Extract provided:
An alternative scoring system has been suggested by R. Wayne Schmittberger. In the alternative system, the score is computed as the number of peries owned by the player, minus the number of peries owned by the opponent, including the quark peri plus an alternative adjustment reward. The alternative adjustment reward is the player's conventional reward adjustment (double the difference in stars) minus the opponent's conventional reward adjustment. Under this system, a player wins if their score is positive.

===Scoring example 1===

Example 1, using a 4-ring mini-board

In the example game shown here on a 4-ring board, Blue has created a single star, using the five-pointed bridge in the center of the board to connect the two regions. The Blue star owns 7 peries (directly occupying R43, *40, *41, S41, T41, A40, and A41) and 2 quarks (*40 and A40). Red has created three stars with a total of 14 peries (the larger star also connects using the five-pointed bridge and owns 8 peries by occupying 5: *42, S40, A42, R40, and R42 and surrounding 3: *43, A43, and R41; the smaller star owns 3 peries by occupying 2: S42 and T40 and surrounding 1: S43; the smallest star owns 2 peries through occupation of T42 and T43). In addition, Red stars collectively own 3 quarks (S40, T40, and R40), giving Red the quark peri.

Tasks for this exercise:
1 > According to the passage on scoring, who suggested the alternative scoring system?
2 > Extend the passage on scoring and its 4-ring example from the point where it stops.

(Labeled-object pointing data)
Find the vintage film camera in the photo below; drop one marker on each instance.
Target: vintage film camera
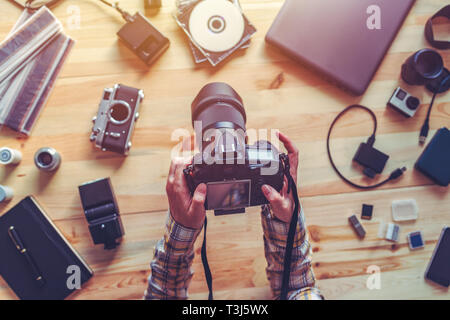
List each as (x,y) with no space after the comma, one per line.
(232,171)
(404,102)
(116,117)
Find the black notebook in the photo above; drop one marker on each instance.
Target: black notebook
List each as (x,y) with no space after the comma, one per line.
(36,260)
(435,159)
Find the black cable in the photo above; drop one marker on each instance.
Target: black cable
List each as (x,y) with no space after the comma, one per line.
(426,124)
(394,174)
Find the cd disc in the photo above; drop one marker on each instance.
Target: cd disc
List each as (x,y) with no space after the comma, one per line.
(216,25)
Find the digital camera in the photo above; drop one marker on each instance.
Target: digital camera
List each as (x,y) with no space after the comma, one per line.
(233,171)
(116,117)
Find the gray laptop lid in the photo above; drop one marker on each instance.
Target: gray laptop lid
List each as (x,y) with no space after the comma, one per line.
(333,36)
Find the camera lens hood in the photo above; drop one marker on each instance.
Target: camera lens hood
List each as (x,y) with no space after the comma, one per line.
(219,93)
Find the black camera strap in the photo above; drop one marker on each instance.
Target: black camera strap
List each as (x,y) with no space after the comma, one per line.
(429,35)
(289,243)
(292,229)
(205,263)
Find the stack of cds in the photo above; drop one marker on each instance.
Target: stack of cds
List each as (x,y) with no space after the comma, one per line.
(30,60)
(216,28)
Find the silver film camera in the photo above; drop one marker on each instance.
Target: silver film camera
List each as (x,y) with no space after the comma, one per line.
(116,117)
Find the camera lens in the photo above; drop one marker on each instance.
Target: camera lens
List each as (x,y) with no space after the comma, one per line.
(119,113)
(423,66)
(429,64)
(47,159)
(218,105)
(412,103)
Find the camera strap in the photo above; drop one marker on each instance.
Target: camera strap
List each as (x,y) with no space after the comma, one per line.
(429,35)
(289,242)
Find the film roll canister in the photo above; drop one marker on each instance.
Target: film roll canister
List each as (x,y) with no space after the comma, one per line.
(10,156)
(47,159)
(6,193)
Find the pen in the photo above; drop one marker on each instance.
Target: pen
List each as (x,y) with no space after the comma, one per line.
(17,241)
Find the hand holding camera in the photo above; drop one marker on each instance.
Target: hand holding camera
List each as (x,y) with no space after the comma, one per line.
(282,202)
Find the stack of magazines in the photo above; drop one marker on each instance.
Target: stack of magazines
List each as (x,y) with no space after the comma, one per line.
(31,58)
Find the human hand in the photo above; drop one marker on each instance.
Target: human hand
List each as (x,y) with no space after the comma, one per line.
(282,203)
(186,210)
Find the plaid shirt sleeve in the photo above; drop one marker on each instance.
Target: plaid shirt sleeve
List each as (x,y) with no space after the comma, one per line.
(302,281)
(171,266)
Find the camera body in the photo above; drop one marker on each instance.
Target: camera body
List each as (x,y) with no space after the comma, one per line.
(116,117)
(233,171)
(404,102)
(233,186)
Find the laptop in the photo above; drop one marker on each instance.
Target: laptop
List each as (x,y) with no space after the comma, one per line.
(334,36)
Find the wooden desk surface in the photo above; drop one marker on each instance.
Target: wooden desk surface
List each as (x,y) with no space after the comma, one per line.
(302,106)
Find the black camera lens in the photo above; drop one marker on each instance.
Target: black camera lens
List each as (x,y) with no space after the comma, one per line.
(219,107)
(412,103)
(422,67)
(119,113)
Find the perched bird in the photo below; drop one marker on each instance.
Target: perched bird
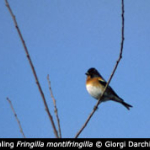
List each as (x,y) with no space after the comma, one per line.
(95,85)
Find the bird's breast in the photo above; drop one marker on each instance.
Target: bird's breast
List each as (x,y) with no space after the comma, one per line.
(94,91)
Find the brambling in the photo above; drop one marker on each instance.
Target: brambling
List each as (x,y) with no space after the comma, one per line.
(95,85)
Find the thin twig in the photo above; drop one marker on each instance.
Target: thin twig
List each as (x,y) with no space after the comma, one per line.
(19,124)
(55,107)
(33,70)
(120,56)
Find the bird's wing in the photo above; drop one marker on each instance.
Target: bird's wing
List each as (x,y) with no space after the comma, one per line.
(102,81)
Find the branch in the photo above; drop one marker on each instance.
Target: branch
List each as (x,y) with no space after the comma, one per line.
(55,107)
(21,130)
(112,74)
(33,70)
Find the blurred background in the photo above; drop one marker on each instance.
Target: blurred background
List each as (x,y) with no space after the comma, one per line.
(64,39)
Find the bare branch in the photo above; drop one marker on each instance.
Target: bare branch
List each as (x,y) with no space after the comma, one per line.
(13,110)
(55,107)
(112,74)
(33,70)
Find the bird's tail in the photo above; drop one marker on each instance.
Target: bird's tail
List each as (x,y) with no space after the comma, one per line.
(120,100)
(126,105)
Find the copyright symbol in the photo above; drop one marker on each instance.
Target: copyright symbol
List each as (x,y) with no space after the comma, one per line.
(98,144)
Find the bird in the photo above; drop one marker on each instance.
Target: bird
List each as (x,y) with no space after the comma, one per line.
(95,85)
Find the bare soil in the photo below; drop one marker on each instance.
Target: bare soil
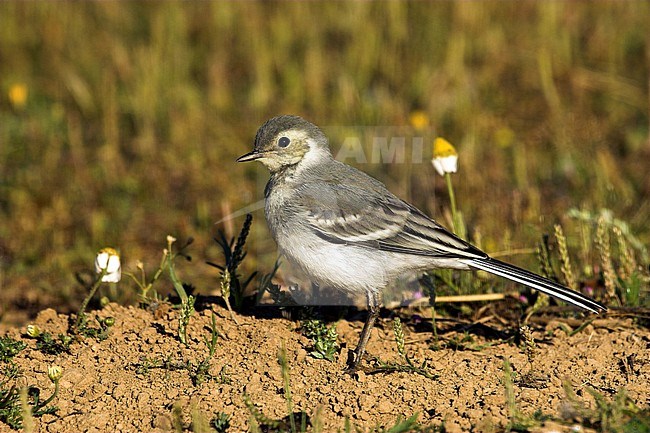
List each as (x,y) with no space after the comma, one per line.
(134,380)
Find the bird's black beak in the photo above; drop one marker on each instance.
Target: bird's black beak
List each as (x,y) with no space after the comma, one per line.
(250,156)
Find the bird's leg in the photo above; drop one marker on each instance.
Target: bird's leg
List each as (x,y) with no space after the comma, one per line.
(373,313)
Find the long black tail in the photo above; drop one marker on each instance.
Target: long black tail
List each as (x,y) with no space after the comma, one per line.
(536,282)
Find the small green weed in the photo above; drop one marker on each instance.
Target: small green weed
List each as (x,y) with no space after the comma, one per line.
(13,401)
(407,364)
(323,337)
(220,422)
(9,348)
(517,420)
(232,288)
(621,415)
(46,343)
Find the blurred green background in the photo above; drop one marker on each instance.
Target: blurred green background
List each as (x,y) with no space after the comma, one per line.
(120,121)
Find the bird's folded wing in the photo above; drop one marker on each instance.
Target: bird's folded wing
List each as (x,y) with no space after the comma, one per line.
(382,221)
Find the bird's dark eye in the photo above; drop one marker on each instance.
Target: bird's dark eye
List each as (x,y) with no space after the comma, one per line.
(284,141)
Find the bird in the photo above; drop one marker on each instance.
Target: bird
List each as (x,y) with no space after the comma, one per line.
(345,230)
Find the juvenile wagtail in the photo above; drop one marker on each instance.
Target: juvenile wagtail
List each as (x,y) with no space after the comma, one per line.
(345,230)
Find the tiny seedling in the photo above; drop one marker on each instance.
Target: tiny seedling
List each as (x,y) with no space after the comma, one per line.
(99,333)
(220,422)
(11,406)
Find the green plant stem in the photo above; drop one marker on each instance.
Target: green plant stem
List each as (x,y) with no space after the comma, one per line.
(452,199)
(84,304)
(178,286)
(50,398)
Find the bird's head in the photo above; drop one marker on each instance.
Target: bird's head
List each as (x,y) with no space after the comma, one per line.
(285,141)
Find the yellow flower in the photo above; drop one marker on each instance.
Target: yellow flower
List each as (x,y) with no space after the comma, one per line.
(445,157)
(504,137)
(108,261)
(18,95)
(54,372)
(419,120)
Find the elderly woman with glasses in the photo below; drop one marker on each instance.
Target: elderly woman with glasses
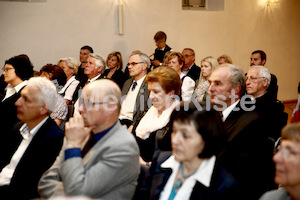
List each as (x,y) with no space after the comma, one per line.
(151,129)
(115,63)
(191,170)
(287,161)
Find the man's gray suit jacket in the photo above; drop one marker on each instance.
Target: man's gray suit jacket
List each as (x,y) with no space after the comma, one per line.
(108,171)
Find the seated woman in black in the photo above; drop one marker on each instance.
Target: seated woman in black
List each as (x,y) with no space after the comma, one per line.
(192,171)
(115,63)
(152,129)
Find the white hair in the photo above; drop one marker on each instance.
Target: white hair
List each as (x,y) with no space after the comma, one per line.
(47,90)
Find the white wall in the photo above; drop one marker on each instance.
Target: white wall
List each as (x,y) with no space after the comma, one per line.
(58,28)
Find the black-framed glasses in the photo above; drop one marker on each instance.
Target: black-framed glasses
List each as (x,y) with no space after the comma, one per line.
(134,63)
(251,79)
(88,105)
(7,69)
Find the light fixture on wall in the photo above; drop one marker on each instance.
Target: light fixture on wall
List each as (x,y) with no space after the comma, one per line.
(120,19)
(271,2)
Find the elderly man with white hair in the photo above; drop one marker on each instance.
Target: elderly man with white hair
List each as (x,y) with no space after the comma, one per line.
(270,109)
(33,144)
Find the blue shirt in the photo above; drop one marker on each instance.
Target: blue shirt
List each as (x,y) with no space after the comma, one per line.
(76,152)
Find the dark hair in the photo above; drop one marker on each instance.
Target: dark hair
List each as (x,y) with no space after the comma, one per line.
(88,48)
(160,36)
(56,72)
(23,66)
(166,77)
(262,54)
(208,124)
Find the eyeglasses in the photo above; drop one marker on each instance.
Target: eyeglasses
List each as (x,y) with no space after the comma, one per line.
(134,63)
(6,69)
(253,79)
(287,153)
(88,105)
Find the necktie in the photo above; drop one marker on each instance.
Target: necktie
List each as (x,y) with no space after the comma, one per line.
(90,143)
(133,86)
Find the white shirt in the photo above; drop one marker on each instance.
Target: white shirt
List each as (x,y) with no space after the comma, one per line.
(69,88)
(187,87)
(10,90)
(76,105)
(7,172)
(228,110)
(203,175)
(128,104)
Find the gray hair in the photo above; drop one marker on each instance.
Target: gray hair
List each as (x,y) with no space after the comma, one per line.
(47,93)
(100,61)
(263,72)
(143,57)
(71,63)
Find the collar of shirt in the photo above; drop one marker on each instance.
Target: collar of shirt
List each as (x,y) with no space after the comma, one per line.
(20,86)
(228,110)
(98,136)
(26,133)
(204,171)
(139,83)
(95,78)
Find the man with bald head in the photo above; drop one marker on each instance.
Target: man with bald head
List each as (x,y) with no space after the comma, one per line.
(269,108)
(248,152)
(97,150)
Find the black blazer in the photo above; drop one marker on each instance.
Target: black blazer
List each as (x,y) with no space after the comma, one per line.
(118,77)
(194,72)
(143,96)
(38,157)
(223,185)
(8,113)
(248,153)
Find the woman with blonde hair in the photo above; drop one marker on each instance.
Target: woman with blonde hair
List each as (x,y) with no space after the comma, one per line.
(115,63)
(208,65)
(70,67)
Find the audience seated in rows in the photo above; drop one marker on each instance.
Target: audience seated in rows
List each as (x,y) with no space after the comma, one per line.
(160,39)
(16,71)
(55,74)
(224,59)
(83,55)
(208,65)
(248,152)
(151,128)
(269,108)
(33,144)
(287,161)
(259,57)
(114,62)
(190,68)
(135,90)
(176,61)
(70,68)
(192,170)
(100,158)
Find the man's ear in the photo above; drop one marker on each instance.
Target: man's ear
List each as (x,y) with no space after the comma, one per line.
(44,110)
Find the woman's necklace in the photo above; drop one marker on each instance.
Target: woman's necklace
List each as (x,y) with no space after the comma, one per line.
(178,183)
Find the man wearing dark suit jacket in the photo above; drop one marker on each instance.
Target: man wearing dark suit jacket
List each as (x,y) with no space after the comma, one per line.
(16,71)
(31,147)
(107,165)
(269,108)
(248,153)
(190,68)
(135,90)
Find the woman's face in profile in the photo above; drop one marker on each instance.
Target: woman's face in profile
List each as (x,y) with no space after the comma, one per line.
(205,69)
(186,142)
(112,62)
(160,99)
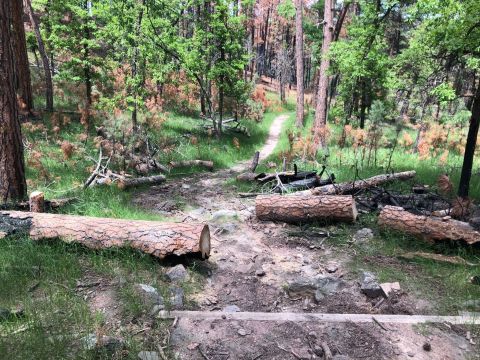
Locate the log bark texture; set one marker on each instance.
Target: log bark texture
(353, 186)
(155, 238)
(427, 227)
(305, 208)
(37, 201)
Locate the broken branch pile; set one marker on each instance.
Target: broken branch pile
(156, 238)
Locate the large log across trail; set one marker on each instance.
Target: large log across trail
(427, 227)
(152, 237)
(305, 208)
(354, 186)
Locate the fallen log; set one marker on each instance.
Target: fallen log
(152, 237)
(125, 183)
(305, 208)
(354, 186)
(186, 163)
(427, 227)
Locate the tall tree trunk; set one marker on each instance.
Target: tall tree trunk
(319, 126)
(22, 73)
(12, 171)
(43, 54)
(299, 59)
(466, 174)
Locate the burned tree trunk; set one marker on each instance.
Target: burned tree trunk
(353, 186)
(151, 237)
(427, 227)
(12, 171)
(23, 82)
(305, 208)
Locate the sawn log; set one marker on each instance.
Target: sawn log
(152, 237)
(305, 208)
(427, 227)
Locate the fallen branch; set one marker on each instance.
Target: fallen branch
(305, 208)
(152, 237)
(427, 227)
(354, 186)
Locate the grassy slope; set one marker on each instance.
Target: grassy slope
(41, 277)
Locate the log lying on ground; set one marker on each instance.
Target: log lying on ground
(186, 163)
(427, 227)
(354, 186)
(151, 237)
(125, 183)
(305, 208)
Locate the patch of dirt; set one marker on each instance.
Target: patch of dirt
(251, 263)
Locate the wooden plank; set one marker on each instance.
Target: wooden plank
(466, 318)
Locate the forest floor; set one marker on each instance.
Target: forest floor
(252, 265)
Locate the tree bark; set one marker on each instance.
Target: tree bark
(43, 54)
(151, 237)
(299, 59)
(319, 126)
(470, 146)
(427, 227)
(37, 201)
(23, 82)
(354, 186)
(305, 208)
(12, 170)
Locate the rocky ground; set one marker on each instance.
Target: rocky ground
(269, 267)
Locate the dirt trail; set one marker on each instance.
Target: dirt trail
(249, 268)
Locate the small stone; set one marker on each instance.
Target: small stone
(388, 288)
(149, 295)
(331, 267)
(231, 308)
(176, 297)
(369, 285)
(363, 235)
(427, 346)
(177, 273)
(260, 272)
(148, 355)
(223, 215)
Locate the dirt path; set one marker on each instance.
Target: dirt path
(254, 263)
(270, 143)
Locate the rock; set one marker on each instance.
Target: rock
(427, 346)
(369, 285)
(177, 273)
(228, 228)
(231, 308)
(149, 295)
(260, 272)
(176, 297)
(387, 288)
(331, 267)
(148, 355)
(363, 235)
(340, 357)
(319, 286)
(109, 343)
(224, 215)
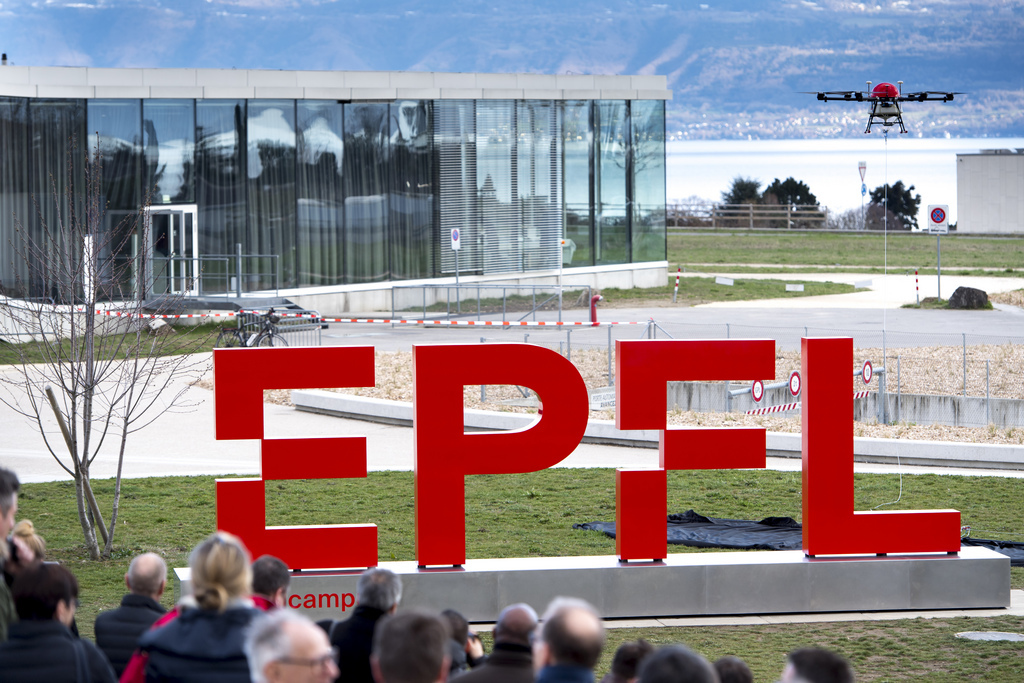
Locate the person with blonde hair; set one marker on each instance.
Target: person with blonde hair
(206, 642)
(26, 530)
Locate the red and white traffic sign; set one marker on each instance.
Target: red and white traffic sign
(938, 218)
(795, 383)
(758, 390)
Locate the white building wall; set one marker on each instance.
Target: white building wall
(990, 193)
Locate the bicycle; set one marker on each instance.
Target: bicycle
(268, 334)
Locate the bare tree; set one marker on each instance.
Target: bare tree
(92, 352)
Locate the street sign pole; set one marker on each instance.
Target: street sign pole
(938, 222)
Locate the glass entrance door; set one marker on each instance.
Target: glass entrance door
(174, 250)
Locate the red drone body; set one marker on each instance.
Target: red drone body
(885, 99)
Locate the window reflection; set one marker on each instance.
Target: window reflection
(366, 191)
(647, 125)
(270, 172)
(169, 147)
(576, 153)
(411, 205)
(320, 204)
(611, 229)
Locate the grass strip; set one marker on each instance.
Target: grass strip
(829, 249)
(523, 515)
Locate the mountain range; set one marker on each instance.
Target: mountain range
(738, 69)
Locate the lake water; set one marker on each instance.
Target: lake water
(706, 168)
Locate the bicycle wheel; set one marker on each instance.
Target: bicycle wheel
(228, 338)
(270, 339)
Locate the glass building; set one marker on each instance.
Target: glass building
(333, 178)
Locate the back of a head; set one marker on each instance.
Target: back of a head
(269, 575)
(515, 625)
(269, 638)
(627, 659)
(458, 626)
(26, 530)
(675, 664)
(146, 573)
(733, 670)
(8, 489)
(220, 571)
(38, 589)
(410, 647)
(379, 588)
(814, 665)
(572, 632)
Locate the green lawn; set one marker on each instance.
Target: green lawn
(860, 250)
(171, 515)
(694, 291)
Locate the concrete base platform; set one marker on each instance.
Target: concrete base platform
(683, 585)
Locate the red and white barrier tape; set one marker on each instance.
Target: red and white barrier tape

Task responses:
1 > R. Wayne Schmittberger

2 >
Although Red has won more peries (14) than Blue (7), Blue has taken ownership of those 7 peries using 1 star, while Red has created 3 stars. Therefore, the Blue reward is 2×(3–1) = +4, while the Red reward is 2×(1–3) = -4. The final score is Blue 7+4=11, Red 14-4=10, and Blue wins this match by more efficiently grouping its pieces.

Using the simplified scoring system, Blue has 7 peries in a single star (-4), for a net total of 3 points. Red has 13 peries in three stars (-12) plus the quark peri (+1), for a total of 2 points.

Under the alternative Schmittberger scoring system, Blue has 7-11+(4-(-4)) = 4 points, while Red has 11-7+(-4-4) = -4 points.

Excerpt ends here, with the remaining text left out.